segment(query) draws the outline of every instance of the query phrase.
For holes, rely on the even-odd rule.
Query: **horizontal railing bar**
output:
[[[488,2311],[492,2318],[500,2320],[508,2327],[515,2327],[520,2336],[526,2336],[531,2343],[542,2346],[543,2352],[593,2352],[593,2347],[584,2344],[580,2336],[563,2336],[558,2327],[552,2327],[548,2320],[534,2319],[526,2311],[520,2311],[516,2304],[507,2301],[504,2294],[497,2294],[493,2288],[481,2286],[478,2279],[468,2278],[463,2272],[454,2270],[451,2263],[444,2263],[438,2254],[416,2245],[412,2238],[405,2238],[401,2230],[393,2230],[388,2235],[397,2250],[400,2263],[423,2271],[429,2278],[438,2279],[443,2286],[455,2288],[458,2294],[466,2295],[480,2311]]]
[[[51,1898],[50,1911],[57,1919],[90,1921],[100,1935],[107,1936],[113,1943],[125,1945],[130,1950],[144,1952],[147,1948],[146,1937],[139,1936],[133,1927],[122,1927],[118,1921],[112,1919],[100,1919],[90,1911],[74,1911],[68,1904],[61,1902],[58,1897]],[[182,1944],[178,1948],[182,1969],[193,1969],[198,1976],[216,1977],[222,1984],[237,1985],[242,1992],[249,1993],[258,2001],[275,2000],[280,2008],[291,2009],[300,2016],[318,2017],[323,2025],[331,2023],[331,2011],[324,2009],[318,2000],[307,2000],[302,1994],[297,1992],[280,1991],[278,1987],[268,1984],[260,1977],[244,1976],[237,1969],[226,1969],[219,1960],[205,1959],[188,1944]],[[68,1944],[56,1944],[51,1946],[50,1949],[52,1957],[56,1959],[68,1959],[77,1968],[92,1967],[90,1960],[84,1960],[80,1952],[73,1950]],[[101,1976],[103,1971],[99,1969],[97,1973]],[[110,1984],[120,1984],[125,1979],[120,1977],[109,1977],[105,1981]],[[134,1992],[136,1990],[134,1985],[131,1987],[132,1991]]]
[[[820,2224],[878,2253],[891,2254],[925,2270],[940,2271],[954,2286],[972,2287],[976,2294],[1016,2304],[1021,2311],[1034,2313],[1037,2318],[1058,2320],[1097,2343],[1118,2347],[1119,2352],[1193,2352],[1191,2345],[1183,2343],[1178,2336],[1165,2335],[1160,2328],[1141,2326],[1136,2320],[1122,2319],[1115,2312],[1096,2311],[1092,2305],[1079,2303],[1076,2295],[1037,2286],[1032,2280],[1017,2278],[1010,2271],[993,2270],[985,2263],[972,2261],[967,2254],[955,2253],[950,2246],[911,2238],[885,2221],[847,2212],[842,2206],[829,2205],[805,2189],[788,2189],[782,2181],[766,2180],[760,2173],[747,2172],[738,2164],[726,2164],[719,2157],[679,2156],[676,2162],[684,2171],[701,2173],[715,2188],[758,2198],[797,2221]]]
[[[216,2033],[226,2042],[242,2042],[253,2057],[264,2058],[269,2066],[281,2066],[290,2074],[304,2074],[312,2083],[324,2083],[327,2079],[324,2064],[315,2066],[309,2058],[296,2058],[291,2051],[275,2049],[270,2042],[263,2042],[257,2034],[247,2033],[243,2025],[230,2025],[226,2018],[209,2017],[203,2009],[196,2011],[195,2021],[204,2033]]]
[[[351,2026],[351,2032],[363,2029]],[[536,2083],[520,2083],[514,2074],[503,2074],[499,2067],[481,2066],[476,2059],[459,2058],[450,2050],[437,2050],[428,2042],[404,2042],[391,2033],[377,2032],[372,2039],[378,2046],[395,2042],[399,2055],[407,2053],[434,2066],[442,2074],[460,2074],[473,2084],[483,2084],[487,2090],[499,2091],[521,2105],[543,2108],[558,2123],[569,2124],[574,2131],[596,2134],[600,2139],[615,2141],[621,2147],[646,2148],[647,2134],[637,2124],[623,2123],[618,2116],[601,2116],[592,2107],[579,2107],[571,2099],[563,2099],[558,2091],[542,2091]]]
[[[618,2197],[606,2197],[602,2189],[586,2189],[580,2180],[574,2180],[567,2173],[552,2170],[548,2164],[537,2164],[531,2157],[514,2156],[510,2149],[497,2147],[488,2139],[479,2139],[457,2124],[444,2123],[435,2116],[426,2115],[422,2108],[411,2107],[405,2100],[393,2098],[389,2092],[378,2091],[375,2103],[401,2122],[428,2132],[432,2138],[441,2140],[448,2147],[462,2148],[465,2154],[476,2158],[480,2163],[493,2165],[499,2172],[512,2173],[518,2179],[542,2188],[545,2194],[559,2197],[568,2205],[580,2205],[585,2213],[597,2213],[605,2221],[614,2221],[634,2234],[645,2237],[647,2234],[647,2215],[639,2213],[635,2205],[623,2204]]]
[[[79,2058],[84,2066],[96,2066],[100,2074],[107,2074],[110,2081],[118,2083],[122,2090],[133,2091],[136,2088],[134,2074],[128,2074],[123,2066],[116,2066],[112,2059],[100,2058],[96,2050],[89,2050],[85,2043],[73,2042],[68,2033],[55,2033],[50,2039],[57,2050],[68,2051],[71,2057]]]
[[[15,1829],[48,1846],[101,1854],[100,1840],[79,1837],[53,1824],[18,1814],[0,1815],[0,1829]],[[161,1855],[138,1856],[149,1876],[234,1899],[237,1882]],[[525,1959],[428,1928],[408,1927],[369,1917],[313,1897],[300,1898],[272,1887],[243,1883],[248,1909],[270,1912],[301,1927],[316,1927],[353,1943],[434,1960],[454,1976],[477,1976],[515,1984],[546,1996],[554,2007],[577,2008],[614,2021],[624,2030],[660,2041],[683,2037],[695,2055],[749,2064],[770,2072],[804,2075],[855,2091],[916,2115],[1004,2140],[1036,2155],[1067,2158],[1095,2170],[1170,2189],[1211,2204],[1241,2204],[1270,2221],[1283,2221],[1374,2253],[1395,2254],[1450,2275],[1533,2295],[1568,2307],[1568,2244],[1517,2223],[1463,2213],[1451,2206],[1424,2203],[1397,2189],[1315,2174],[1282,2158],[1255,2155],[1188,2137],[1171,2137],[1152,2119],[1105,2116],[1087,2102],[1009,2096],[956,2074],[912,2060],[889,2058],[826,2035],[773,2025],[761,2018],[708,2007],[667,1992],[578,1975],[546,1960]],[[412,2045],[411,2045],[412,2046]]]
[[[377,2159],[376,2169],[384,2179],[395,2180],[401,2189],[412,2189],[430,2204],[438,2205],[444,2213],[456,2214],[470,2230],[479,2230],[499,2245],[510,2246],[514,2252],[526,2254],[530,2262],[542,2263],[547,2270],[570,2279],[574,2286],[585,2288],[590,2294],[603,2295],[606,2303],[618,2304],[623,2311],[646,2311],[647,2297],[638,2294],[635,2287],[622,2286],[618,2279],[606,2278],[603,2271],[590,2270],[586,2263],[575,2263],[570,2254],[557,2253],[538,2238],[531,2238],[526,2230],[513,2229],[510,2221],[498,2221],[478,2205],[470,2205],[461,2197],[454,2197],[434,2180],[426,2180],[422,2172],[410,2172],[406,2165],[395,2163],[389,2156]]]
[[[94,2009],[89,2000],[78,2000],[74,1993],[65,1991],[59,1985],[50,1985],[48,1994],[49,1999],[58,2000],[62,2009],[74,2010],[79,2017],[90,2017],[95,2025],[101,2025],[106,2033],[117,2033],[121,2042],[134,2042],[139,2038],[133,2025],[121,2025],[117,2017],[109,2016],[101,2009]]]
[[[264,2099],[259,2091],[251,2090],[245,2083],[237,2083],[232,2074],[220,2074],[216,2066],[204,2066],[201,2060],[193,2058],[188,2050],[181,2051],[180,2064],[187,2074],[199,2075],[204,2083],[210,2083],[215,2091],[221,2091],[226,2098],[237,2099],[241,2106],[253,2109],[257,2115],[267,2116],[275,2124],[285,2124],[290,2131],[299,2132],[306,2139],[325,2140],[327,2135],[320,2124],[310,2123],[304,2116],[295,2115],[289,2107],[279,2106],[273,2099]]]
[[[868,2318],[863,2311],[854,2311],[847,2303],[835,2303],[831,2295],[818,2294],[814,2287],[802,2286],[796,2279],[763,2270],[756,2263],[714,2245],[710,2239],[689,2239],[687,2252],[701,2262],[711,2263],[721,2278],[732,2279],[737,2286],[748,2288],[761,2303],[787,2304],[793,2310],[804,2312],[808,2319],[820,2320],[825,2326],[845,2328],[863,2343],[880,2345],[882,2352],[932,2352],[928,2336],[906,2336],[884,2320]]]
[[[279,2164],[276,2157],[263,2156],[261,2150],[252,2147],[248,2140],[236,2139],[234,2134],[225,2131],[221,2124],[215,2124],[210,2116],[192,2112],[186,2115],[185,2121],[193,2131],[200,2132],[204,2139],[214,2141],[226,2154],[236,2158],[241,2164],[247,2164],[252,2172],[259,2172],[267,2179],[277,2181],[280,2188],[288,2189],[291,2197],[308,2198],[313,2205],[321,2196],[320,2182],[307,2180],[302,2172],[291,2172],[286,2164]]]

----------------

_PROBLEM TO SOLVE_
What you give back must be the stretch above, starting at the line with "For holes, rely on the even-odd rule." and ending at the line with "Query: **horizontal railing bar**", copied exactly.

_FINAL ANSWER_
For holes, rely on the even-odd rule.
Query: **horizontal railing bar**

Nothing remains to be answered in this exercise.